(TASK BRIEF): Extract the listing in its entirety, keeping each line identical to the original.

(INPUT):
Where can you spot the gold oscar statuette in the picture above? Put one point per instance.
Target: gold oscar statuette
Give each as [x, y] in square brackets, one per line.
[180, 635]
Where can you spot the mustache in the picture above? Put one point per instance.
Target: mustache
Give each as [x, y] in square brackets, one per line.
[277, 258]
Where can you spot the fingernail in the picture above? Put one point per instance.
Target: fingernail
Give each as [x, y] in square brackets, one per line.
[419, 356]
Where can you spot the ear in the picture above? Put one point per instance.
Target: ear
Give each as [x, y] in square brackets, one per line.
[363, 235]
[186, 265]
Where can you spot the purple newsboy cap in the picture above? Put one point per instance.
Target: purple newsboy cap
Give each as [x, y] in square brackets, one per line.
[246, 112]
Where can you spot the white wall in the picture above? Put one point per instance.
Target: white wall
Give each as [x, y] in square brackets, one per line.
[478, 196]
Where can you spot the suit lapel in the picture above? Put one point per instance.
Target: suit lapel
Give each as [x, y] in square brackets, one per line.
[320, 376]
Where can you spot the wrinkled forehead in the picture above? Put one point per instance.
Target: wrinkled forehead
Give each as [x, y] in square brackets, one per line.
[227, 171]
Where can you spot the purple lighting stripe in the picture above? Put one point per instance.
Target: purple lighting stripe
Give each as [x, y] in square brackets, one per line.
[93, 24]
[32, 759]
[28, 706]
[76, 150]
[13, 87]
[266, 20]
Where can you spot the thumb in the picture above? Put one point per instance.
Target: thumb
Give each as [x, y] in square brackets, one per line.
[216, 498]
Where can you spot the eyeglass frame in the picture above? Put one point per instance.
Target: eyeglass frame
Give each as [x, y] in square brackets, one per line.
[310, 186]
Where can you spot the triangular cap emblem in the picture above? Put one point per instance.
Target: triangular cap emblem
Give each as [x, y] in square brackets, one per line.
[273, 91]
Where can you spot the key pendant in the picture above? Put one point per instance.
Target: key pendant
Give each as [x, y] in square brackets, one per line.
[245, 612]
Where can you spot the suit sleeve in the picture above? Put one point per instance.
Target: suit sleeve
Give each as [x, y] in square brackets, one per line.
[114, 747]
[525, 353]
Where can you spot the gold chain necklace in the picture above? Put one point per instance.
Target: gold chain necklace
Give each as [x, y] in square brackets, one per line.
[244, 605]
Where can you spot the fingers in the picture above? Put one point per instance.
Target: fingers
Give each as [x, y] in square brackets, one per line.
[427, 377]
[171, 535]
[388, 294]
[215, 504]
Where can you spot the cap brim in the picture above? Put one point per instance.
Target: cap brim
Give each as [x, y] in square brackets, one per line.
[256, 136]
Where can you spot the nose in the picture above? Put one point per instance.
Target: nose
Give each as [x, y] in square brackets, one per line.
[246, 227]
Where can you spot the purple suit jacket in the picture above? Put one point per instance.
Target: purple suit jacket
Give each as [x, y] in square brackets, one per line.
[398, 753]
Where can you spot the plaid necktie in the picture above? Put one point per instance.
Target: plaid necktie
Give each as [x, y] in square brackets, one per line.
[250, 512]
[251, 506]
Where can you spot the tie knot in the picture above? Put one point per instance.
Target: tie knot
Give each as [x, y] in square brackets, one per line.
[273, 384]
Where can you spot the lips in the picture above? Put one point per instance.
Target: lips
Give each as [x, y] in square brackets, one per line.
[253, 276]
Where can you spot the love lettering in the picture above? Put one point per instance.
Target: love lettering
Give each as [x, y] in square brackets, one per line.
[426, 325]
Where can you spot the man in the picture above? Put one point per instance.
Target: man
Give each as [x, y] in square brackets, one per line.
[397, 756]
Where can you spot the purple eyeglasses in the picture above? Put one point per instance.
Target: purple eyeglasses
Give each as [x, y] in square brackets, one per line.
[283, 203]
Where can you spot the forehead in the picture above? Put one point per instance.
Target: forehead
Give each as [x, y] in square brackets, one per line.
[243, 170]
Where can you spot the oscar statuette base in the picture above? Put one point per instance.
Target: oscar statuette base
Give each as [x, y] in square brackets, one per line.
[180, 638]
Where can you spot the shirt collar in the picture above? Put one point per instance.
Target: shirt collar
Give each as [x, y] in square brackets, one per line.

(SOLUTION TO THIS EXERCISE):
Where can you spot the gold oscar statuette in the picture above? Put one point per instance.
Target: gold oscar statuette
Give each as [x, y] in square brackets, one per line.
[180, 635]
Where can you spot the mustache in the picture above? Put one point per instance.
Target: mustache
Give each as [x, y] in square brackets, one per line.
[277, 258]
Where can you spot the fingernail in the picture above? Put one point per instance.
Target: fingernail
Give each as [x, y] in square brackets, one per line.
[419, 356]
Where can you spot the ear in the picture above? Put one point per instance.
Target: ear
Give each as [x, y] in square brackets, one per line.
[363, 235]
[186, 265]
Where can you spot the purple newsboy cap in the picture above? Put one point per instance.
Target: purple newsboy cap
Give each as [x, y] in square brackets, one per line.
[246, 112]
Where can you spot the white wall in the picture above? Put one point per instance.
Target: white wall
Give each as [x, y] in square brackets, one per line.
[478, 196]
Where can you spot the suit lapel in the picture above? Put one point per instance.
Target: suit lapel
Give each as [x, y] in square brackets, one per line.
[320, 376]
Where can you spot the wrinkled forehead in the picture above? Put one point per instance.
Target: wrinkled forehead
Give each as [x, y] in square brackets, one per line.
[227, 171]
Where can you spot the purple lighting stripe in the picture above? Put one point per instance.
Target: purple lighting stripe
Give each as [x, y] in square brackets, one per line.
[93, 24]
[32, 759]
[28, 706]
[76, 150]
[13, 87]
[266, 20]
Where can you spot the thumb in the picture above? Put one point per instance.
Target: thumb
Give each as [x, y] in square brackets, one per line.
[216, 498]
Where can you spot the eyeglass frame in the picture above? Put one point per instance.
Target: eyeglass frame
Give each as [x, y] in square brackets, one per line.
[310, 186]
Where can you spot the triangular cap emblem in the picture above? Put one point per instance.
Target: triangular cap emblem
Give each as [x, y] in square brackets, one per line.
[273, 91]
Where can you spot the key pendant in the picture above? Put one point per instance.
Target: key pendant
Give each as [x, y] in square brackets, one per line.
[245, 612]
Where can you spot the suit sleeve in the picture above? Put one point per instance.
Target: suit sleeve
Give each as [x, y] in square brackets, one per line.
[114, 747]
[525, 353]
Where can you spot the gold chain necklace in the picture above? Put one point per instance.
Target: gold chain necklace
Give each as [x, y] in square brackets, one per line.
[244, 605]
Where can you spot the fingers in the picture above? Put one point per instance.
Target: fingers
Give each as [x, y] in square brackets, one per line.
[427, 377]
[171, 535]
[388, 294]
[215, 504]
Where can you spot the cap brim in the picture above? Put one point per instance.
Target: cap brim
Give each as [x, y] in square brackets, one per line.
[256, 136]
Where can you spot the nose in the picture above? Put one point per instance.
Target: nose
Give each as [x, y] in square brackets, one per line.
[246, 227]
Where can you spot the purple suit jacket in the picture above? Put one point per instance.
Target: purple suit jacket
Give each as [x, y] in square brackets, one per line.
[398, 753]
Where can you spot the plaid necktie in the picture above? Put one point per instance.
Target: plaid necktie
Give each as [x, y] in square brackets, one per line.
[250, 512]
[251, 506]
Where can you spot the tie knot in the picture above? Put one point per instance.
Target: tie knot
Give each as [x, y] in square brackets, one per line.
[273, 384]
Where can you spot the lips in the picture above? Put one point per instance.
Target: lips
Give each as [x, y] in square brackets, one per line.
[253, 276]
Where can you spot the love lettering in the picture above? Put one point per instance.
Target: love lettering
Give each as [x, y] in square brackets, one per line.
[426, 325]
Where can you spot the man in the picture above? Put one point per instance.
Target: man
Give each as [x, y] in square brackets, one per line.
[397, 756]
Where can you spot the purple eyeglasses in the picture above? Put one point per instance.
Target: purple eyeglasses
Give each as [x, y] in square brackets, one per line.
[283, 203]
Where can you spot the forehead in the picture above? Put one point per instance.
Target: forehead
Give each as [x, y] in square brackets, one per line.
[243, 170]
Where can you spot the oscar statuette base in the picture above? Put one point per instance.
Target: oscar statuette base
Give each as [x, y] in square brackets, one per line.
[180, 638]
Where can you spot the shirt collar in the picture above? Put one point per instance.
Target: shirt collar
Give each as [x, y] in square brackets, one per line.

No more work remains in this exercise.